# WHAT YOU NEED TO DO:
Copy out the items from the line containing "User intent: locate the rocky ledge" through the line containing "245;107;329;158", including the request lines. Shift every bounding box coordinate in the answers by -124, and leave the numbers in the requests and their format samples as they are.
------------------------------
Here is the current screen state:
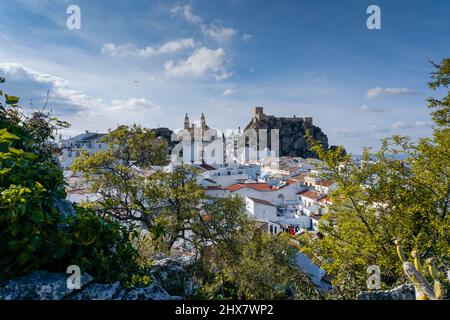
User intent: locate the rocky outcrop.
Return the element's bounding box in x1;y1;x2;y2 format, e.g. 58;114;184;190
356;284;416;300
0;271;93;300
64;282;124;300
0;254;195;300
150;255;195;297
245;108;336;158
115;284;182;300
0;271;182;300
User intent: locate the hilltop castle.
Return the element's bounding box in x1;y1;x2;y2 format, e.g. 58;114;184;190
245;107;328;158
247;107;313;129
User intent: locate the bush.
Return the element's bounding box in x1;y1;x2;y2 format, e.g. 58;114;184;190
0;81;136;282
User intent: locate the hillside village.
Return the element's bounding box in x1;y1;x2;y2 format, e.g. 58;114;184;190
59;107;348;289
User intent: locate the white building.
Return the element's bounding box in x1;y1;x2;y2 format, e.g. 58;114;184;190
198;165;260;187
59;131;108;170
245;197;278;221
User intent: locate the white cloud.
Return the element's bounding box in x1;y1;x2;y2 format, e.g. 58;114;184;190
358;104;386;113
202;25;236;42
242;33;253;41
102;38;195;58
172;4;203;24
164;47;230;80
367;87;417;98
0;62;161;119
392;121;432;130
106;98;161;112
222;89;234;97
171;5;238;42
0;62;102;109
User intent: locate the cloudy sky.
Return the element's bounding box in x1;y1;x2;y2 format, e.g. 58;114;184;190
0;0;450;153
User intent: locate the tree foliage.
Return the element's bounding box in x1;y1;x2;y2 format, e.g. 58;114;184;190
0;78;136;282
306;59;450;298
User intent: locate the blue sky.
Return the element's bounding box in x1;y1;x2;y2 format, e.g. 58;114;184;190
0;0;450;153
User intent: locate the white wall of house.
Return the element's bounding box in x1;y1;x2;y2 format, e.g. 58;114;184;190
296;252;330;290
245;197;277;221
205;189;230;198
233;182;302;206
58;131;108;169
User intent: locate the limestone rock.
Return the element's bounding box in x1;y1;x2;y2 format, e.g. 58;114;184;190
245;108;329;158
150;256;195;296
53;198;77;219
356;284;416;300
64;282;123;300
115;284;181;300
0;271;93;300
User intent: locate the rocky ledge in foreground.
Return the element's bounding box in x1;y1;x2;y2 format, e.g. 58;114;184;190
0;271;182;300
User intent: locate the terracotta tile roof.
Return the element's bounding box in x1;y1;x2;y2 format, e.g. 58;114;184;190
319;197;331;203
247;197;276;207
291;173;307;181
200;163;216;171
226;179;298;192
297;190;325;200
206;186;225;190
316;179;335;187
225;183;270;192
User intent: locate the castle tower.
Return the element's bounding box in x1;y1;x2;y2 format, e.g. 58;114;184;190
304;117;313;128
184;113;189;130
253;107;264;120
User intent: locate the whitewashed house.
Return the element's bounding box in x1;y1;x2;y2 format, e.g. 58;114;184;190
59;131;108;170
245;197;278;221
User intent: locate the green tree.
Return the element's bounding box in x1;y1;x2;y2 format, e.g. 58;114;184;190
0;78;137;282
305;59;450;298
72;127;318;299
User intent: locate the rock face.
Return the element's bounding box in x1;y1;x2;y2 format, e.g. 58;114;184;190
64;282;123;300
115;284;182;300
0;271;182;300
356;284;416;300
151;256;195;296
0;271;93;300
245;107;329;158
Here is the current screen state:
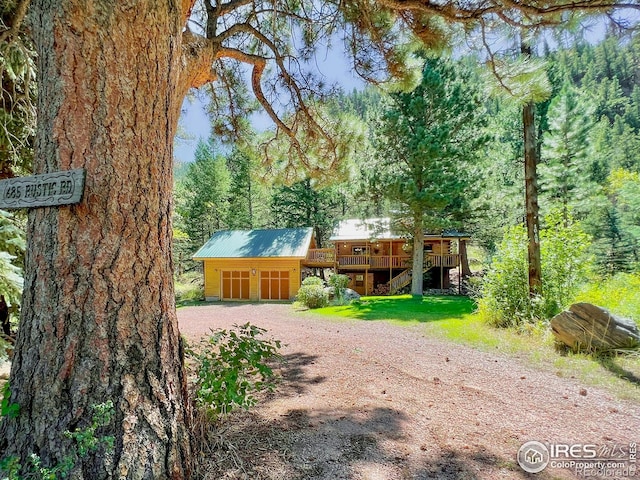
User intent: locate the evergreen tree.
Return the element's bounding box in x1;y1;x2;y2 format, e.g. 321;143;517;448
538;83;595;223
176;139;230;248
373;58;487;295
226;147;271;230
271;178;342;248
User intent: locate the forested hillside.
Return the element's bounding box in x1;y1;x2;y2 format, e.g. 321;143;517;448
176;36;640;273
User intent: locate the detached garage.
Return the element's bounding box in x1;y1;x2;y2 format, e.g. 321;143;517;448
193;228;315;301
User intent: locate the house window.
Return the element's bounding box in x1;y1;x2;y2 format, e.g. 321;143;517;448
351;245;369;255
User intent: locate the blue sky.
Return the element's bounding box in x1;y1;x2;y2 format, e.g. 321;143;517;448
173;50;364;162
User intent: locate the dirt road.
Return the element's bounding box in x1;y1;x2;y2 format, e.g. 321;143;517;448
178;304;640;480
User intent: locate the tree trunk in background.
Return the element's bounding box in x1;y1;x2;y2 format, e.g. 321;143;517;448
522;102;542;296
520;42;542;296
460;240;471;278
411;215;424;296
0;0;190;480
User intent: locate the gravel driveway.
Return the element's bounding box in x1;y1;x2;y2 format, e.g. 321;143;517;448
178;303;640;480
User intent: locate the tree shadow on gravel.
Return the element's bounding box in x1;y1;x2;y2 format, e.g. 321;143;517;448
598;356;640;386
192;408;572;480
267;352;327;400
196;352;568;480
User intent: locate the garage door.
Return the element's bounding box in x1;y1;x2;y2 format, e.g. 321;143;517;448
222;271;249;300
260;271;289;300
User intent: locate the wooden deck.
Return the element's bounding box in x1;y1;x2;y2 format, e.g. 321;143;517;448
304;248;460;270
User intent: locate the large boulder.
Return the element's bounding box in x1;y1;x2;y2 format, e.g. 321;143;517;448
551;303;640;352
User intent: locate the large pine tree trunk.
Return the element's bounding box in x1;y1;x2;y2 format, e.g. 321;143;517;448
522;102;542;295
411;215;424;296
520;43;542;296
0;0;190;480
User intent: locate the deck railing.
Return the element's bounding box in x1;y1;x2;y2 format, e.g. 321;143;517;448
306;248;460;269
426;253;460;267
307;248;336;266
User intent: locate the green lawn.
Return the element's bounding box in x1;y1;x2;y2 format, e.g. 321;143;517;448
310;295;640;402
314;295;475;323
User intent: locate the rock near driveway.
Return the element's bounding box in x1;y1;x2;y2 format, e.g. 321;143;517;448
551;303;640;352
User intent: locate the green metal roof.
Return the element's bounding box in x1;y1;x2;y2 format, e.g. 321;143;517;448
193;227;313;260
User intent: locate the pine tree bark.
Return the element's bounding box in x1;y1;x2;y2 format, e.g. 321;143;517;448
411;218;424;297
522;102;542;296
520;42;542;297
0;0;198;480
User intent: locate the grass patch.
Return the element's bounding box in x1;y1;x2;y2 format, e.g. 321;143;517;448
313;295;640;402
314;295;475;323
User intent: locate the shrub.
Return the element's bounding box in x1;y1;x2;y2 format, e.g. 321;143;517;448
302;277;324;287
329;274;349;304
478;214;593;327
574;273;640;325
186;323;280;419
297;277;329;308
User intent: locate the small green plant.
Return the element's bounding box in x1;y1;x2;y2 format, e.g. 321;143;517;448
0;400;115;480
186;323;280;419
297;277;329;308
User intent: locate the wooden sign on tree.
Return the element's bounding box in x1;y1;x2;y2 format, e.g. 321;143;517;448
0;168;85;210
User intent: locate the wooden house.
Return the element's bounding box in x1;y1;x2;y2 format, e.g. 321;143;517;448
305;218;469;295
193;228;315;301
193;218;469;301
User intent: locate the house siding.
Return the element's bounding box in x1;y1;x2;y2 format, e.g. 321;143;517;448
204;257;302;301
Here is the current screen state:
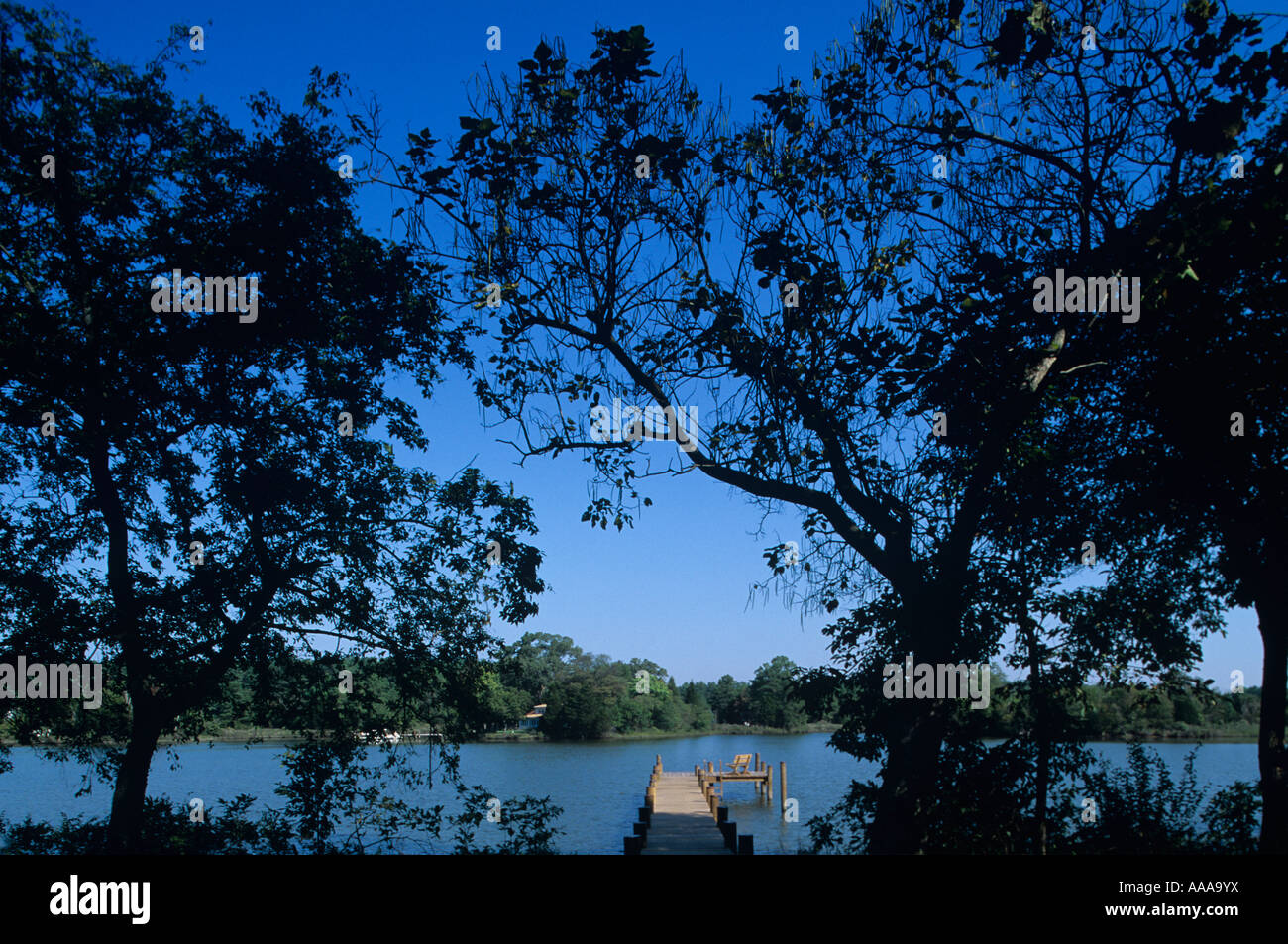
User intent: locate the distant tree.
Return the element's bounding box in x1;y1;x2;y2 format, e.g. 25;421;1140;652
747;656;805;729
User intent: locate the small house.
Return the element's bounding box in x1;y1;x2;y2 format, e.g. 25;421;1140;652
519;704;546;729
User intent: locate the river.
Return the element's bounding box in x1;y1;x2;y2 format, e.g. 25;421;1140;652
0;734;1258;854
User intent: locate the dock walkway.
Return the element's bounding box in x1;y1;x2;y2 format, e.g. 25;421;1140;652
640;772;731;855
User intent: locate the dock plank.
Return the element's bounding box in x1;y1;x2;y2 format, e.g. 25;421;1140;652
640;772;731;855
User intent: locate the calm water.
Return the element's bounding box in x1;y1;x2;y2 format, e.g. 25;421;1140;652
0;734;1258;854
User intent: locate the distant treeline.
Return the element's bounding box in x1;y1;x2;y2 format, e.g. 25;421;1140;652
969;666;1261;741
80;641;1261;741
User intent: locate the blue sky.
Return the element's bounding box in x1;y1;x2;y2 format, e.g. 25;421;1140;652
55;0;1288;689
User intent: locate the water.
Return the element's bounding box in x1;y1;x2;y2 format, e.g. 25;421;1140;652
0;734;1258;854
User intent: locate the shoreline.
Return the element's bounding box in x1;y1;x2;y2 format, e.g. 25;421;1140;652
0;722;1257;750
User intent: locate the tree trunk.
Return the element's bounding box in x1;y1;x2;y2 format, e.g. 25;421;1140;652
1020;614;1051;855
107;700;161;853
1257;597;1288;854
868;700;944;855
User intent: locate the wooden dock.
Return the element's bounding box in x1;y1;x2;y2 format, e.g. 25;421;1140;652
625;755;754;855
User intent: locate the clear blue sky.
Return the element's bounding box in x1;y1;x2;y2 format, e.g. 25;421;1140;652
55;0;1288;690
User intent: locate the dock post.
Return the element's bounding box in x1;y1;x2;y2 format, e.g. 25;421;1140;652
778;760;787;814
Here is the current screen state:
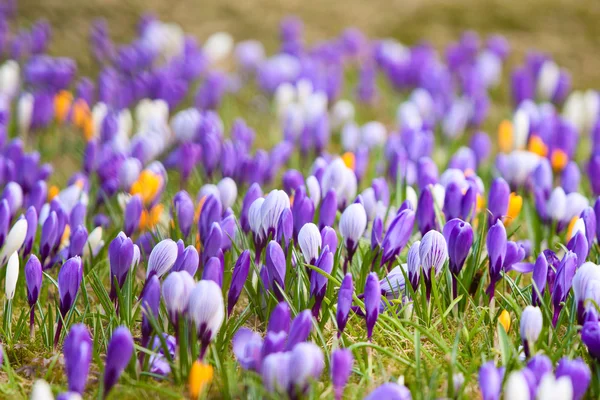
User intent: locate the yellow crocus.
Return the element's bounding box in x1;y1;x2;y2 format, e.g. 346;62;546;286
498;310;510;333
188;361;214;399
498;119;513;153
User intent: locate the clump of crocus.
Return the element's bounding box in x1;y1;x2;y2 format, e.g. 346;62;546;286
520;306;544;357
103;326;133;398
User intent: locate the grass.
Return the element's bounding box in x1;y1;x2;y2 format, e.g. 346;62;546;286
0;0;600;399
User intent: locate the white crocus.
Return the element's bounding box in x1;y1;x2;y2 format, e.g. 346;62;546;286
4;252;19;300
------------------------------
# SOLVED EXERCISE:
User intent: locate the rocky ledge in foreground.
Return the element's bounding box in x1;y1;x2;y2 format, e.g. 58;114;184;190
-124;147;58;176
User intent: locate the terracotta tile roof.
Return the element's bounding box in x1;y1;x2;y2 format, e.g. 58;114;184;190
195;73;207;79
123;73;152;83
167;49;183;57
76;39;92;47
102;55;174;68
173;66;201;76
82;62;101;66
192;55;211;63
101;59;146;68
User intent: locate the castle tower.
Return the element's bounding box in x1;y1;x2;y2 format, e.g. 58;114;184;190
180;-7;189;4
60;-11;65;6
129;-17;140;-4
User intent: locate the whitewashed house.
Return the element's bounding box in x1;y1;x2;y2 format, e.g. 58;114;184;190
-65;7;-16;46
121;73;154;97
User intent: locate the green tree.
Return the element's bounding box in x1;y1;x2;y2 format, e.g. 58;114;184;190
-124;-46;13;158
181;-65;326;174
-52;3;194;175
User intent: locate the rock face.
Return the element's bounding box in x1;y1;x2;y2 format, e.g. 58;114;184;190
-60;158;-1;176
-9;160;58;176
-124;147;58;176
232;160;292;176
27;132;71;172
-124;147;-31;176
121;-17;205;34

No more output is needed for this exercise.